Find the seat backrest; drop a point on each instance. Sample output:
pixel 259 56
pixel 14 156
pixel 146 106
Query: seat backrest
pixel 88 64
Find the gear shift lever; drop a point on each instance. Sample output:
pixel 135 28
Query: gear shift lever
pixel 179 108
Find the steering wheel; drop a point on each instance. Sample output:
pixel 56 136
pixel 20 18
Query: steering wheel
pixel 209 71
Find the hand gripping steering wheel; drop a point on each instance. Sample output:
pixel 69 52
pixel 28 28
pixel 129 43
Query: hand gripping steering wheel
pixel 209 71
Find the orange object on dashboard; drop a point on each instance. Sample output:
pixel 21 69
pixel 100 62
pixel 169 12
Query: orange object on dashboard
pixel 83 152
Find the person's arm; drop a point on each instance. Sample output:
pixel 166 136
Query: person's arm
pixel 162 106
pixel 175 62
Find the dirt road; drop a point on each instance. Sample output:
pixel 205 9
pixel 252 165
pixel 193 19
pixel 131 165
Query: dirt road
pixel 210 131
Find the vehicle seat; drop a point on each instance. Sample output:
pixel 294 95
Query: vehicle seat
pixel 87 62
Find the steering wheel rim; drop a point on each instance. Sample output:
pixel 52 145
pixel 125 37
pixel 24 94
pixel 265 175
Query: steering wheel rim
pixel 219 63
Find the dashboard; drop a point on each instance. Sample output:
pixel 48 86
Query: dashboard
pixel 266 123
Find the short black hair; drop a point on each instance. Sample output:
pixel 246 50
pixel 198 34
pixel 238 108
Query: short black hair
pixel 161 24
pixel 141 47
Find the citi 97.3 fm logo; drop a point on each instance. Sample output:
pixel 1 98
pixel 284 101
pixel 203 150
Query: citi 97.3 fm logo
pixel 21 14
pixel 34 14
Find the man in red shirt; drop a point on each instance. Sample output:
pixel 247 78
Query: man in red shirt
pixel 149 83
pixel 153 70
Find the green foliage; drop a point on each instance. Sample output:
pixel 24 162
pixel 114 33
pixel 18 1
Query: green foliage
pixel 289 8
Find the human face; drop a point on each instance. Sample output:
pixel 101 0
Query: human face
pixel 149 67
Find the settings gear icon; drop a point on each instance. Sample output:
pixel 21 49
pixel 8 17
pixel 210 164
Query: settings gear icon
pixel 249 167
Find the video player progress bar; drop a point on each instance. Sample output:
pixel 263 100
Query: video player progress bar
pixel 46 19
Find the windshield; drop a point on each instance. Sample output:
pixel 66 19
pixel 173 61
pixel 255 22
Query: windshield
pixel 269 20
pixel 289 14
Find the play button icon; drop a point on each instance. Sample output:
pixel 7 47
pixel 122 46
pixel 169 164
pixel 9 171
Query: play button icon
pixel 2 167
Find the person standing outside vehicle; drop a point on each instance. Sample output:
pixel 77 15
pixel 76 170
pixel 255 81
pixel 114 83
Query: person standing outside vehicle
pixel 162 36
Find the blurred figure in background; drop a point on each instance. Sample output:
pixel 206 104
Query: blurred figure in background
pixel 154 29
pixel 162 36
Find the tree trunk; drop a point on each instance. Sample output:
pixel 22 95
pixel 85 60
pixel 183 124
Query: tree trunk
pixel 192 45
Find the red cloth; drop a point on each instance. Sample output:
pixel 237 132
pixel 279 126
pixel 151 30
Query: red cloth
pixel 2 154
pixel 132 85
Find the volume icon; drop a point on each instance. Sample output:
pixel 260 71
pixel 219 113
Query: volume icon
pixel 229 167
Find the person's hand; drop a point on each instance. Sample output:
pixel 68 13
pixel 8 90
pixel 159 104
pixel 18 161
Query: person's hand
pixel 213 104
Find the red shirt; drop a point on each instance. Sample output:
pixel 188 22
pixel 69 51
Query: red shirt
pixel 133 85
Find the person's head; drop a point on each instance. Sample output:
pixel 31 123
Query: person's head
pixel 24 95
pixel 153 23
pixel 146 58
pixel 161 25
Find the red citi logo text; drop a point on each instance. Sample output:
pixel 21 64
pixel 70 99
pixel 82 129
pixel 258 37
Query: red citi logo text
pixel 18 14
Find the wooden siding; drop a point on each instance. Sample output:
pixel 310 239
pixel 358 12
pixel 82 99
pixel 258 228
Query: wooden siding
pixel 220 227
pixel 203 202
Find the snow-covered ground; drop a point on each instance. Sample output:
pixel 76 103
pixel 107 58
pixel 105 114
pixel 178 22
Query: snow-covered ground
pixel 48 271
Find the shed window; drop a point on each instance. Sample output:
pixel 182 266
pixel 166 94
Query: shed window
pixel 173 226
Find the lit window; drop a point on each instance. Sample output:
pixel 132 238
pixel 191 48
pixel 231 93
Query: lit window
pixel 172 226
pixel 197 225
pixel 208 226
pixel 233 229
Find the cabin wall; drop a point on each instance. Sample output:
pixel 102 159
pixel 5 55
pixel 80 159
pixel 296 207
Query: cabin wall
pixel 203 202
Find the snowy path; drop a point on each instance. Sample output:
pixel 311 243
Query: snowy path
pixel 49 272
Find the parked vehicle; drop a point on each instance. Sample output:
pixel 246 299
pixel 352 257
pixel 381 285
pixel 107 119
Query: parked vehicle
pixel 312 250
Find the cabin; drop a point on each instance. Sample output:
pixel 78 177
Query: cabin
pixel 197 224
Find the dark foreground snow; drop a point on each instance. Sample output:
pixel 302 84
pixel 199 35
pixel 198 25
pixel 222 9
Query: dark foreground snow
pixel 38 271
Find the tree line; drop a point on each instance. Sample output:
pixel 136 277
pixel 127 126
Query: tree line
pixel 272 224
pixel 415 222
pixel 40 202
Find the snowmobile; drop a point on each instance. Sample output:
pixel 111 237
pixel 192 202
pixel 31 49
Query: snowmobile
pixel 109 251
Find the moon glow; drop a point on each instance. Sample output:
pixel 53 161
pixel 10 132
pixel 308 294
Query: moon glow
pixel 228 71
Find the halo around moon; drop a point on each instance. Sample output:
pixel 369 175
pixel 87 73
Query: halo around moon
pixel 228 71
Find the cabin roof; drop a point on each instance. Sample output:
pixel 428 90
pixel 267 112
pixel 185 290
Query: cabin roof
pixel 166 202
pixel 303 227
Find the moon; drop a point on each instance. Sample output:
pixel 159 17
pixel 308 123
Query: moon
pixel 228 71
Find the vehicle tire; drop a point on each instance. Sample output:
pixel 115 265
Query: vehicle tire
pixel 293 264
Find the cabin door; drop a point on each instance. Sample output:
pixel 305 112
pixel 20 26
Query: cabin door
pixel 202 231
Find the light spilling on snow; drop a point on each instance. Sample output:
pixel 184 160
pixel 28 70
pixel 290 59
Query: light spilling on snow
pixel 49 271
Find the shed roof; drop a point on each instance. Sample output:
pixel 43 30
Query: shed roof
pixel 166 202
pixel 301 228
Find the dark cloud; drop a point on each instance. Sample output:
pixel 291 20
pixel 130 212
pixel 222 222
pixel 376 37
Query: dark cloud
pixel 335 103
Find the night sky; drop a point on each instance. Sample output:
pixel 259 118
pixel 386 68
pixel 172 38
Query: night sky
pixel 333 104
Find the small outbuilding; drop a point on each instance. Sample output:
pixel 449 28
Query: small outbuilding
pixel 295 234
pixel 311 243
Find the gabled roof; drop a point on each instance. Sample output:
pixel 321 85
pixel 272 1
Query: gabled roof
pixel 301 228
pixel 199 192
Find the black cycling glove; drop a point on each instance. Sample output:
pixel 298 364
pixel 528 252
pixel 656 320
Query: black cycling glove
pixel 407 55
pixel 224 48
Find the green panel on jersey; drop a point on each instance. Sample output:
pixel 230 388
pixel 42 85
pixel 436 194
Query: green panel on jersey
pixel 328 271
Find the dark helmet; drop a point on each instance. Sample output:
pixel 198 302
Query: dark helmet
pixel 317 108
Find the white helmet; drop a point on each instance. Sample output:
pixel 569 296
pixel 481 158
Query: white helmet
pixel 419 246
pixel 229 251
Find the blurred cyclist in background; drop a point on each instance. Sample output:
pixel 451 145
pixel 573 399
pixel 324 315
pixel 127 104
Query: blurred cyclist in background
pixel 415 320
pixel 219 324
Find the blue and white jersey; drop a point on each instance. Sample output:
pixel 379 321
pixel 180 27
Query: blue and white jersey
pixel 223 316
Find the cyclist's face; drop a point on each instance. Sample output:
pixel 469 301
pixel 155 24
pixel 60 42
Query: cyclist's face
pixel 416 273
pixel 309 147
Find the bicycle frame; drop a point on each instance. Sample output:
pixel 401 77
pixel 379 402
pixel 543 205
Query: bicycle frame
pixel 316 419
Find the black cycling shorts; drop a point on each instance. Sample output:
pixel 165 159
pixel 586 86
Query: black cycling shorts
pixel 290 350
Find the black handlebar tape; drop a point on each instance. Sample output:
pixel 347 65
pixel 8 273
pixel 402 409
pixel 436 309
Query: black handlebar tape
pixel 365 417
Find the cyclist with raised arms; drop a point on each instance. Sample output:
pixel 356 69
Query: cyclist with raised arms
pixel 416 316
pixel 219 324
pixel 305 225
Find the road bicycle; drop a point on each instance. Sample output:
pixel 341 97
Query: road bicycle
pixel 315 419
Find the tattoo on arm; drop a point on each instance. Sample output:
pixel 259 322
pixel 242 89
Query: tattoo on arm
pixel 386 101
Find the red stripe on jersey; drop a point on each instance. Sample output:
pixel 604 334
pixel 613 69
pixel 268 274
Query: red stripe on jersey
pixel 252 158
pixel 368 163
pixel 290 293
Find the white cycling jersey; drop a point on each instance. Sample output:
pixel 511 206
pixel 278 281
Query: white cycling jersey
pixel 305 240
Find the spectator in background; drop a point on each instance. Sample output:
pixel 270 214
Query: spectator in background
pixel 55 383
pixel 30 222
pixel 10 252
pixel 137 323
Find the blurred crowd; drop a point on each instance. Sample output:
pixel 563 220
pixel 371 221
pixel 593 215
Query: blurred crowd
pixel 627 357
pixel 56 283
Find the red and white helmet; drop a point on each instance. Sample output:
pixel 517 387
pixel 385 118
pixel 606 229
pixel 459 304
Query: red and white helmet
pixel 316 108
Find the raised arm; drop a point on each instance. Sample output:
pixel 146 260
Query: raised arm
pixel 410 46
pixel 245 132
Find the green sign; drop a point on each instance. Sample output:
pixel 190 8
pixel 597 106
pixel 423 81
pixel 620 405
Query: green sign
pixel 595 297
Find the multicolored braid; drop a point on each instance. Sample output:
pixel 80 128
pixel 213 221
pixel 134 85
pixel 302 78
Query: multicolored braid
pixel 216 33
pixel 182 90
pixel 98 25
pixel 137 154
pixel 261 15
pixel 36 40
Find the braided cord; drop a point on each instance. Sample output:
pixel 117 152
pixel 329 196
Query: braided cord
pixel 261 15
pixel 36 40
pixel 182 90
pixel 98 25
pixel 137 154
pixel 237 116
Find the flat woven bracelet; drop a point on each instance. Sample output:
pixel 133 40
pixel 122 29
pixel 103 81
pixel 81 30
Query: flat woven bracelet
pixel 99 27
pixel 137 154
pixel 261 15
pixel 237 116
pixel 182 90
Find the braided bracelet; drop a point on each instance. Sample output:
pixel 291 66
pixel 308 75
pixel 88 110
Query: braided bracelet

* **EXERCISE DESCRIPTION**
Please reproduce the material from the line with "Find the person's arm;" up to and including the line with "pixel 149 67".

* **SOLUTION TO THIS TASK**
Find the person's arm; drop a point on each instance. Sample output:
pixel 166 136
Query: person's arm
pixel 162 106
pixel 175 62
Find the dirt road; drop a point on each instance. Sample output:
pixel 205 9
pixel 252 165
pixel 193 19
pixel 131 165
Query: dirt road
pixel 210 131
Find the vehicle seat; drop a point on each instance. Sample output:
pixel 294 95
Query: vehicle seat
pixel 87 62
Find the steering wheel rim; drop a point on each instance. Sample output:
pixel 52 145
pixel 125 37
pixel 24 94
pixel 265 175
Query: steering wheel rim
pixel 219 63
Find the dashboard; drop a point on each instance. Sample output:
pixel 48 86
Query: dashboard
pixel 266 123
Find the short black hair; drop a point on each instance. Sample output:
pixel 246 50
pixel 198 34
pixel 238 108
Query: short black hair
pixel 161 24
pixel 141 47
Find the citi 97.3 fm logo; drop a point on each instance. Sample output:
pixel 1 98
pixel 284 101
pixel 203 150
Query: citi 97.3 fm logo
pixel 21 14
pixel 34 14
Find the man in red shirt; drop a point on each instance. Sample output:
pixel 247 78
Query: man in red shirt
pixel 149 83
pixel 153 70
Find the green foliage; drop a point on each instance. Sample output:
pixel 24 162
pixel 114 33
pixel 18 1
Query: green foliage
pixel 289 8
Find the human face; drop a point on each instance. Sample output:
pixel 101 0
Query: human face
pixel 149 67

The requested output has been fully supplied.